List of tasks:
• A. Please list every word or phrase that the Mummyman review puts in quotation marks.
• B. In the Mummyman review, what did the Mummyman toy cost?

Text excerpt:
----------
Bogleech Halloween Classics:
Vo-toys Mummy Men
It's amazing, sometimes, what gets sold cheaply for animals to chew on versus the quirky "collectibles" geeks will shell out hundreds of dollars for. The instant my eyes landed on the Vo-Toys "Mummyman," I was awestruck by its unrivaled beauty, and not all of that statement is comedic hyperbole. Mummyman oozes at least as much charm as any kitschy, vinyl "art toy" you can pick up at a comic convention, but he was only three dollars, and considering his intended purpose, you can bet he's now rare as hell.
Who could ever look into those bloodshot, pupil-less eyeballs and throw such a unique treasure to the gnashing fangs of a dog? Dogs don't even care how creative their chew-toys are. Dogs are artistically vapid, almost without exception. I love how the eyes look almost "electrical," like luminous bulbs full of crackling red energy, and how the whole thing looks more like a diseased martian fetus than a "mummy," or your typical Hideshi Hino character design.
----------
(Records drawn from a dataset)
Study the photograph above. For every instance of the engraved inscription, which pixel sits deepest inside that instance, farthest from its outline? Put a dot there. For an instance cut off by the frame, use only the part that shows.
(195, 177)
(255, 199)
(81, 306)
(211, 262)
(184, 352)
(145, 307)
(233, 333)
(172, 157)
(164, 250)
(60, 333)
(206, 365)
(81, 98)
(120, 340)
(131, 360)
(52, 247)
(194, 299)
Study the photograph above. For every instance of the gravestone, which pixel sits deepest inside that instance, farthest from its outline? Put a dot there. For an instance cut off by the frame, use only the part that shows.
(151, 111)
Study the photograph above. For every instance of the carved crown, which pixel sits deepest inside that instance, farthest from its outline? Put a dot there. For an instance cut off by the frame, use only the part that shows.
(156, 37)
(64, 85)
----------
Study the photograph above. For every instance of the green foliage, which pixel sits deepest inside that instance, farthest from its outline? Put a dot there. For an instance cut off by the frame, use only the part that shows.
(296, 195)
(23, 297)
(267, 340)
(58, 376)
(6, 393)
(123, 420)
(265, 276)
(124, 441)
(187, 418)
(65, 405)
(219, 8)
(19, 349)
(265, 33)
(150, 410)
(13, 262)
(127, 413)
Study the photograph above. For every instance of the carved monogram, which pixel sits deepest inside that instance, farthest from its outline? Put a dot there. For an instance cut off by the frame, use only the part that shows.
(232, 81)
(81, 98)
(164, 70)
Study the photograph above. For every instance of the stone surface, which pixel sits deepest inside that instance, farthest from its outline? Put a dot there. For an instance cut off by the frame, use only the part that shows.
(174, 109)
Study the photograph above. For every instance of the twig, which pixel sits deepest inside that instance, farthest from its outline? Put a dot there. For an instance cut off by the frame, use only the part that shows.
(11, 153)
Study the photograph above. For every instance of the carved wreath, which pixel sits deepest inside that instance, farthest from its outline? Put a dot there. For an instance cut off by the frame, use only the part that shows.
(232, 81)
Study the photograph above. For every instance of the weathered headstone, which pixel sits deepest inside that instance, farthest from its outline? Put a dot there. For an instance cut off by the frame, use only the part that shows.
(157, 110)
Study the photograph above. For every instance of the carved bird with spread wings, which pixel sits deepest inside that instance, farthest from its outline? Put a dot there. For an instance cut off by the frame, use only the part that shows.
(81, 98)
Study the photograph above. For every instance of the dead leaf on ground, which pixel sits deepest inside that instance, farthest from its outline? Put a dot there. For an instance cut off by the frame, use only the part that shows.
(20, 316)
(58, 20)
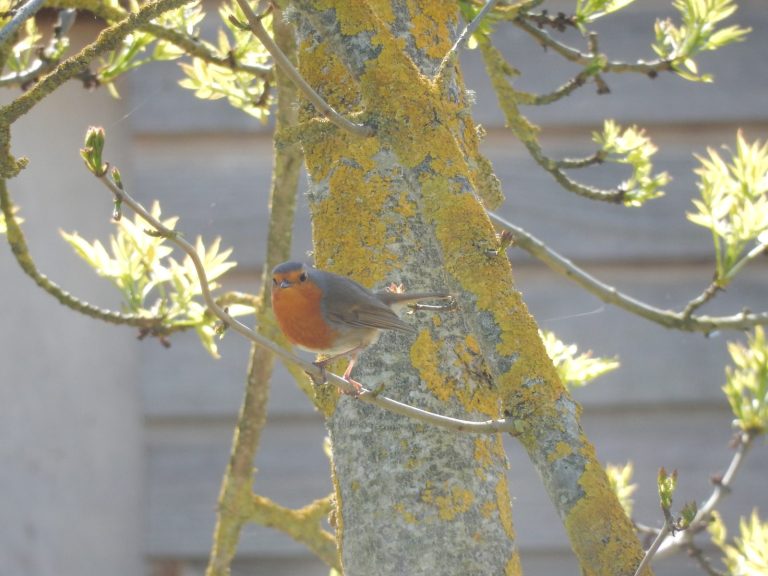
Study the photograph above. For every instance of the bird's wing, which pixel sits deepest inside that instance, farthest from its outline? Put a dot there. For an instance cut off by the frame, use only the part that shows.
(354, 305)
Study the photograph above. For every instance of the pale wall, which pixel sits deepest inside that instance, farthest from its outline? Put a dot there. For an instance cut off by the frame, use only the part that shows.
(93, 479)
----------
Responses by item number:
• A. collectibles, Mummyman, art toy, electrical, mummy

• B. Three dollars.